**AIM OF THE EXERCISE:**
Take the lines of the listing below that begin with the line containing "Each <instance> block describes" and continue through the line containing "box: [110, 30, 179, 48]". Write them out again with "target region" replaced by "target area", changing nothing else.

Dataset records:
----

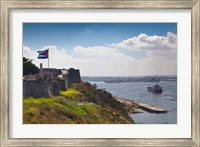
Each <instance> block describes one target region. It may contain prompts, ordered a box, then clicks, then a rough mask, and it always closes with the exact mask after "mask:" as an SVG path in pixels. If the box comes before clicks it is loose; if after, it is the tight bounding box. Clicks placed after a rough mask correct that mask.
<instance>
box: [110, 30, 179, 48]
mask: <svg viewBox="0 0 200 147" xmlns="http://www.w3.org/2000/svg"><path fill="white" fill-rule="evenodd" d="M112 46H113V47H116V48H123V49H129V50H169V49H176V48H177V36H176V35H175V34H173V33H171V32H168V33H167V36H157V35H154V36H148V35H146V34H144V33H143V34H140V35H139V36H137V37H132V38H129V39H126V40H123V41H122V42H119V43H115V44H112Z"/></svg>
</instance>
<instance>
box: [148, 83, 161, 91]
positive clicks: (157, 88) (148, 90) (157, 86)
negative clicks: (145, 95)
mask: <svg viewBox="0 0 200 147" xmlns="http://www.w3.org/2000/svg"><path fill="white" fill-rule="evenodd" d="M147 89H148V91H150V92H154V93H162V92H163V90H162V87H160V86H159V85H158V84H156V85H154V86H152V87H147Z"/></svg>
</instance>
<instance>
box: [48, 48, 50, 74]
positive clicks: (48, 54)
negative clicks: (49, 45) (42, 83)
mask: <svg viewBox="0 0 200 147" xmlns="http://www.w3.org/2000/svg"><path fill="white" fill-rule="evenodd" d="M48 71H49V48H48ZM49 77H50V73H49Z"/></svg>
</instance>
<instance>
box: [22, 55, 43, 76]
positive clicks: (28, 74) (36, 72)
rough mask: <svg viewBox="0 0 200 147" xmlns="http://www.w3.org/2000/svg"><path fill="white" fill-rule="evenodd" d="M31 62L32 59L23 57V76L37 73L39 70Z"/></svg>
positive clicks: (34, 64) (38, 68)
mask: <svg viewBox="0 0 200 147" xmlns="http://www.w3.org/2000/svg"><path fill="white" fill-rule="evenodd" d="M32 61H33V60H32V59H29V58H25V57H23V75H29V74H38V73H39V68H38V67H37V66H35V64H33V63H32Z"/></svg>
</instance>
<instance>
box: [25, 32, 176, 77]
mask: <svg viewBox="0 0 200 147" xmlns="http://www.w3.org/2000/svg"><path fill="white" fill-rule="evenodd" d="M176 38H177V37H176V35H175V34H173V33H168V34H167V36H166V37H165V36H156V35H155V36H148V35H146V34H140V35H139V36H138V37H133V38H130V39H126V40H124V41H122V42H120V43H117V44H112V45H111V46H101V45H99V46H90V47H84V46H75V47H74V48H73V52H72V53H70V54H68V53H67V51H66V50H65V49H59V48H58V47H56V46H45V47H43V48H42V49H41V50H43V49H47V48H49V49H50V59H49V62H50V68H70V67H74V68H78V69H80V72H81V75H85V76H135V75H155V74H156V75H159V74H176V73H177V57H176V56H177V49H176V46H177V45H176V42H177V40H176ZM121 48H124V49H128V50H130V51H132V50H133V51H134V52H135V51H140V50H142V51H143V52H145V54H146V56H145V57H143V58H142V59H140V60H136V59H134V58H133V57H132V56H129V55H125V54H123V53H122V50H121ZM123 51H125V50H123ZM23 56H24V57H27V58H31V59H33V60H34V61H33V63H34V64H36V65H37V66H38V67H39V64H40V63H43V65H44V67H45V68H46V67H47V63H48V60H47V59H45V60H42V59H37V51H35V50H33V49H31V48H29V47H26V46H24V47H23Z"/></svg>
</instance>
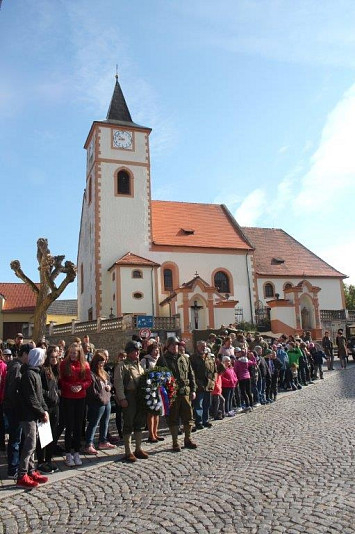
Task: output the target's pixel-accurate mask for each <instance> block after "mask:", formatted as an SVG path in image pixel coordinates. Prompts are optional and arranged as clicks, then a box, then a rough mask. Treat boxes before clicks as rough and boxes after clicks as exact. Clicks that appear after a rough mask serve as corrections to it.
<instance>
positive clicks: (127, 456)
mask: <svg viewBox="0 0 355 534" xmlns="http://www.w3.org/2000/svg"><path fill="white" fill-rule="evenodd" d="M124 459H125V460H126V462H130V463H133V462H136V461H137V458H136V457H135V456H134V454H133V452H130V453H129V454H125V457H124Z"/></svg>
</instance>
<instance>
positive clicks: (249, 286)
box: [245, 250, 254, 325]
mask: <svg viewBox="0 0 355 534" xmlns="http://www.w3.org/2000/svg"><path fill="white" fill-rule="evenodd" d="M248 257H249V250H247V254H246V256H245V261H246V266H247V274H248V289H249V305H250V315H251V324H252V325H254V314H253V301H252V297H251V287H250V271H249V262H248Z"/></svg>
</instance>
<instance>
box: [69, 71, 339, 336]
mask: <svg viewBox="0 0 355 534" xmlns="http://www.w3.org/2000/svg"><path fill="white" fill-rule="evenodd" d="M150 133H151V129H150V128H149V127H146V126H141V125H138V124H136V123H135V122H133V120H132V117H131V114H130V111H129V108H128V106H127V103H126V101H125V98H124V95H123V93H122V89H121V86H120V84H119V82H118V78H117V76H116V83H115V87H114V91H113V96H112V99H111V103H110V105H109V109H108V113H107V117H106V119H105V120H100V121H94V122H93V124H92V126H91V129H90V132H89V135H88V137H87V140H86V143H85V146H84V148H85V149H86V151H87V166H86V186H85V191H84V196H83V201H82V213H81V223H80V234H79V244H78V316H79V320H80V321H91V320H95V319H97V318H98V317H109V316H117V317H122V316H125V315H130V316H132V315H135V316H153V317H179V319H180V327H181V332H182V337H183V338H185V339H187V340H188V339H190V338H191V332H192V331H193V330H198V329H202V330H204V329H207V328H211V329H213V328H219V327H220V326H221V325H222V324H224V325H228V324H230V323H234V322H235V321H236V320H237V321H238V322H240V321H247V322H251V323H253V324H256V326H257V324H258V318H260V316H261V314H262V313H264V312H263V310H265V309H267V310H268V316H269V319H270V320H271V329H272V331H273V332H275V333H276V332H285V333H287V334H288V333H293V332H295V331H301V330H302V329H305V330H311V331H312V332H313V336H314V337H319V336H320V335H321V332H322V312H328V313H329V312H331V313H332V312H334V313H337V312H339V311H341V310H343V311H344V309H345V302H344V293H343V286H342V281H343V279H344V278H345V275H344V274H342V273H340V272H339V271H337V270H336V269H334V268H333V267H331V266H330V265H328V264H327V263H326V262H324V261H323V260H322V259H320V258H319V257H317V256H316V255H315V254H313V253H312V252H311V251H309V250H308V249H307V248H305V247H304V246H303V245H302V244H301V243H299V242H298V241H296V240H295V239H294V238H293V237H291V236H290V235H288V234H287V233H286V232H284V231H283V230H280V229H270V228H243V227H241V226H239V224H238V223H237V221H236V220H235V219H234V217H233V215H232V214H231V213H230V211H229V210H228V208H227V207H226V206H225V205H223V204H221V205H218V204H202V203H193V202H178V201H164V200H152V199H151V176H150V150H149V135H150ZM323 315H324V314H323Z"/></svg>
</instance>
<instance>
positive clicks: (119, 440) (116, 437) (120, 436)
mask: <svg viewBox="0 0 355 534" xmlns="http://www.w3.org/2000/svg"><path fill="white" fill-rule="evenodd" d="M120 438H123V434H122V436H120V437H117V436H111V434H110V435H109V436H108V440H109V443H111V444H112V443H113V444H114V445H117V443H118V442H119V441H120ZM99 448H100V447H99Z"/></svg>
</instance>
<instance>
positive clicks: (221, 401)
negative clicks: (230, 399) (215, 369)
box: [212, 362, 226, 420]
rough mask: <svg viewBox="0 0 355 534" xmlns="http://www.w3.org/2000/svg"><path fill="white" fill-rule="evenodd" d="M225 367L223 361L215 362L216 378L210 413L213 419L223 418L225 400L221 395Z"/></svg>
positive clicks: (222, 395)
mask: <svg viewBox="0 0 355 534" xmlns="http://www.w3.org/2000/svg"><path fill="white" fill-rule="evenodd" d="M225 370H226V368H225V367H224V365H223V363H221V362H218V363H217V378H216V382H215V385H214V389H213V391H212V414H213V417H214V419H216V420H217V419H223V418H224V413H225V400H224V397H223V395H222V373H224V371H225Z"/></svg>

----

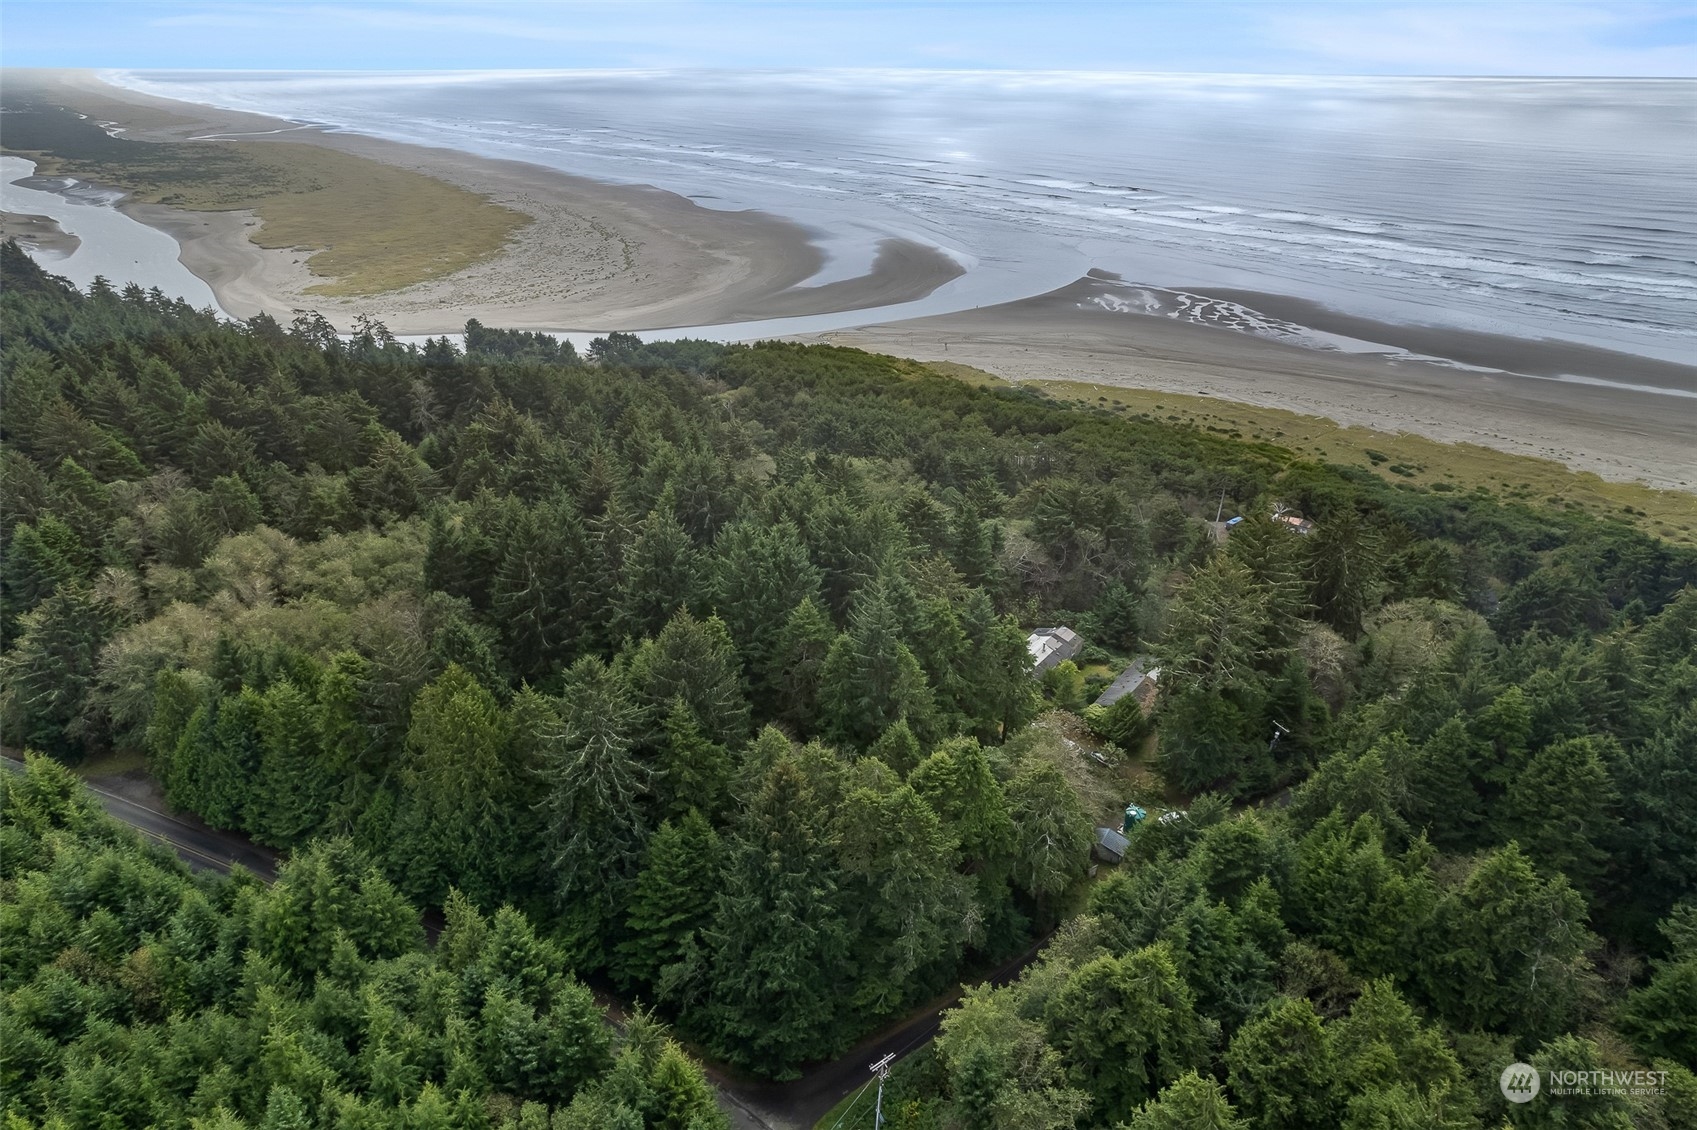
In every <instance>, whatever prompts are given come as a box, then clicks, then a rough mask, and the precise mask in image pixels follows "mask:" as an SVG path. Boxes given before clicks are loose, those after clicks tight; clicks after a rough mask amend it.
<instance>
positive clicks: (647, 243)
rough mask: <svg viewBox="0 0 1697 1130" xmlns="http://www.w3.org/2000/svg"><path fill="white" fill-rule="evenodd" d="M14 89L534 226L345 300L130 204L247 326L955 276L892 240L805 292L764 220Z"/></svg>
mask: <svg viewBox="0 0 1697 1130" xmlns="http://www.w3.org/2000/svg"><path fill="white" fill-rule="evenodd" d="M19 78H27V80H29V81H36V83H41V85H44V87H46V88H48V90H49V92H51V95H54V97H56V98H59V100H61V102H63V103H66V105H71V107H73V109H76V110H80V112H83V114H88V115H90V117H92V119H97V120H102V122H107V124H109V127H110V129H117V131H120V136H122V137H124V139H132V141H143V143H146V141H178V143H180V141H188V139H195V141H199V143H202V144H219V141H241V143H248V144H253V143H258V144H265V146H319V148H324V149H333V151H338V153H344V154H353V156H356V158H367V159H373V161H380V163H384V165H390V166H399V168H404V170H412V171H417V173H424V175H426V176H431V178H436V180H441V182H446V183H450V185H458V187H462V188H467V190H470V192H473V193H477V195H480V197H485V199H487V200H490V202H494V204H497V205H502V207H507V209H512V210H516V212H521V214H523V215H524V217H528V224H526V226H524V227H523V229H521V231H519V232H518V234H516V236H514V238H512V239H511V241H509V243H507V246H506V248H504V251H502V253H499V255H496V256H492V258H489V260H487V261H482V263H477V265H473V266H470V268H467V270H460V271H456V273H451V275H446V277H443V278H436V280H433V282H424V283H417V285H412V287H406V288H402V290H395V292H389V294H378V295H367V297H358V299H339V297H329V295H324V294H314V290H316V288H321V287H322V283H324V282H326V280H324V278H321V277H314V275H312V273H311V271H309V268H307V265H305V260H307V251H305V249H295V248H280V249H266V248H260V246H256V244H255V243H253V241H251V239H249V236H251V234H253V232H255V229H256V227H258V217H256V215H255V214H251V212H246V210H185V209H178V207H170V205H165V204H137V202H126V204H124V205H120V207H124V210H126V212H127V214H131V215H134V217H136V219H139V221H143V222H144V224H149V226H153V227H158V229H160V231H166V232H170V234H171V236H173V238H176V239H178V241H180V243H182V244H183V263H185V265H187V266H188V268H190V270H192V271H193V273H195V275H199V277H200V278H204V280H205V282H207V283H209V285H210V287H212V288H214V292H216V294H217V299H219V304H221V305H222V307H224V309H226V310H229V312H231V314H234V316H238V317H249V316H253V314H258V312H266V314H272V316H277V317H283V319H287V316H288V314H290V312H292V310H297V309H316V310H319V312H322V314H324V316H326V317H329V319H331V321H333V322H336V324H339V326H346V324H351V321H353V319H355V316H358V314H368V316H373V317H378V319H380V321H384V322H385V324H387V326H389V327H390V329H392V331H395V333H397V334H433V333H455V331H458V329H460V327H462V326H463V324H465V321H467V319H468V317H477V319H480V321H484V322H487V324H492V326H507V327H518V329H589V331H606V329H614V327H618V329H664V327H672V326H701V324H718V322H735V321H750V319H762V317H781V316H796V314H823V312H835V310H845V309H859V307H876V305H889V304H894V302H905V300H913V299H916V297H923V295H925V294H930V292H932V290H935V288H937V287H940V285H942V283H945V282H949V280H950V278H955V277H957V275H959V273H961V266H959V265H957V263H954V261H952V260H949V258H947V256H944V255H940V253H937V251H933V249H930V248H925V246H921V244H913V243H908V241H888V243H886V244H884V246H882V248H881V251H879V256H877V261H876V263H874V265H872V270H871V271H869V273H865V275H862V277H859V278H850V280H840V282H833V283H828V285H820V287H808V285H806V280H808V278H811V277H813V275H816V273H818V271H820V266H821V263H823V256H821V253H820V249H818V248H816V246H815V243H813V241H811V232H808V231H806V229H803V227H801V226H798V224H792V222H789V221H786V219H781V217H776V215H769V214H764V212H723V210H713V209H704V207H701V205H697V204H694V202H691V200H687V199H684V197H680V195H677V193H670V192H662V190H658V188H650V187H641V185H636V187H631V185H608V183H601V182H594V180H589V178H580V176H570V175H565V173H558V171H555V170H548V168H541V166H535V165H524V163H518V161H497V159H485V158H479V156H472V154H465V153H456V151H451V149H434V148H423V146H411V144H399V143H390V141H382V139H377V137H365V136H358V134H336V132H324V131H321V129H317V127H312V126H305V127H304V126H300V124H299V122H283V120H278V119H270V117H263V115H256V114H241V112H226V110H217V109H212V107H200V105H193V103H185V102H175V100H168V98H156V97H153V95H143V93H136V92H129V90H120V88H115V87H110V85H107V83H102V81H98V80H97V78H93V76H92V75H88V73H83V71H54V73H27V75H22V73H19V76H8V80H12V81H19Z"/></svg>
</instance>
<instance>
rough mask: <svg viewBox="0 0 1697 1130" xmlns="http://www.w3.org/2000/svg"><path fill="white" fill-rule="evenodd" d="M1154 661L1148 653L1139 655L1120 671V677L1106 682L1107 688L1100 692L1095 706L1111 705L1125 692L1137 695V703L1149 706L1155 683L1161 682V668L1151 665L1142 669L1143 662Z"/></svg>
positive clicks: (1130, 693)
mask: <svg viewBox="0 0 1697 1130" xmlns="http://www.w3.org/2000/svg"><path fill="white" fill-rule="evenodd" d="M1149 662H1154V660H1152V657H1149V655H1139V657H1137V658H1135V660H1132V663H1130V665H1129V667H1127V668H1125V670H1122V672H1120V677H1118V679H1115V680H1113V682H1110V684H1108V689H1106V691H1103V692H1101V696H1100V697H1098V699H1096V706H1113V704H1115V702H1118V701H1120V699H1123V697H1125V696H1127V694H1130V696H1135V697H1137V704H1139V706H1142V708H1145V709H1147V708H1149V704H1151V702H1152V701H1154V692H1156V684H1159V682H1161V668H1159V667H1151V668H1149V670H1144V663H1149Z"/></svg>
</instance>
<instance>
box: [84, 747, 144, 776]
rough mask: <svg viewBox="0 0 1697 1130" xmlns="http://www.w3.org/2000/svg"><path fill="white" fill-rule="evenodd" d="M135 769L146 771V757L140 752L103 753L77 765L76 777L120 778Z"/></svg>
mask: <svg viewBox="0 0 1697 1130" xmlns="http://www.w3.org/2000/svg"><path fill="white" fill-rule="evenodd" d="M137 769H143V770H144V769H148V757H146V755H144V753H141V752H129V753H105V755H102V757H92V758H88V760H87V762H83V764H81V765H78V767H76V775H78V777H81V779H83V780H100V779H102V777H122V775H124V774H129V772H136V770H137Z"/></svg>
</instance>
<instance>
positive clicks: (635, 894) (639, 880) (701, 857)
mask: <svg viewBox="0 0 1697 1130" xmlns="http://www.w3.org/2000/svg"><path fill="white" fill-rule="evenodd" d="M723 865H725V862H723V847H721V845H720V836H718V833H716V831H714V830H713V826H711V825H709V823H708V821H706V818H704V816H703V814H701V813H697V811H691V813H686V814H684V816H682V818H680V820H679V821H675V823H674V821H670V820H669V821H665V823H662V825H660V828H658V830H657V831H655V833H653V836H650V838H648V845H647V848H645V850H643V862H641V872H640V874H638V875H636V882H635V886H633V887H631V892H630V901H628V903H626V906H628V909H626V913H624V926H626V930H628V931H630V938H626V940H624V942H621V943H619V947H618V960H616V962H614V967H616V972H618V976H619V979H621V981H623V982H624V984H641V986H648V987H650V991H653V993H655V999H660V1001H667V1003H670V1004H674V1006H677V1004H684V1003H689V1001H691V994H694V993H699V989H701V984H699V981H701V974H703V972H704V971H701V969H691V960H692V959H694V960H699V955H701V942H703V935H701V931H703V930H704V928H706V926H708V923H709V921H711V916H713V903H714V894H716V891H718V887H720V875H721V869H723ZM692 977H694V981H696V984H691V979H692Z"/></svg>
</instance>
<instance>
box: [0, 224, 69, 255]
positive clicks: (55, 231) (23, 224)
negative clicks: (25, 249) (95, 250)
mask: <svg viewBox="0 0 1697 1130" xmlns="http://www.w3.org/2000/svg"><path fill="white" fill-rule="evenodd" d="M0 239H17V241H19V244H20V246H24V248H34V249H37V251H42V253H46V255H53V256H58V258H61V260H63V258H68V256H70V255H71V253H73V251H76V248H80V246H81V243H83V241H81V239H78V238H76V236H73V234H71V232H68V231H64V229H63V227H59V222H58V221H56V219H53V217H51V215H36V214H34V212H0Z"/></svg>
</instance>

----

**WRITTEN ANSWER:**
Each <instance> block describes one target area. It may contain prompts, ordered a box, then clicks, then a rough mask, and it always closes with the exact mask after "mask:" as an SVG path in pixels. If the box comes before clicks it is loose; if after, it is the tight bounding box. Clicks placed after a rough mask correct that mask.
<instance>
box: [110, 30, 179, 48]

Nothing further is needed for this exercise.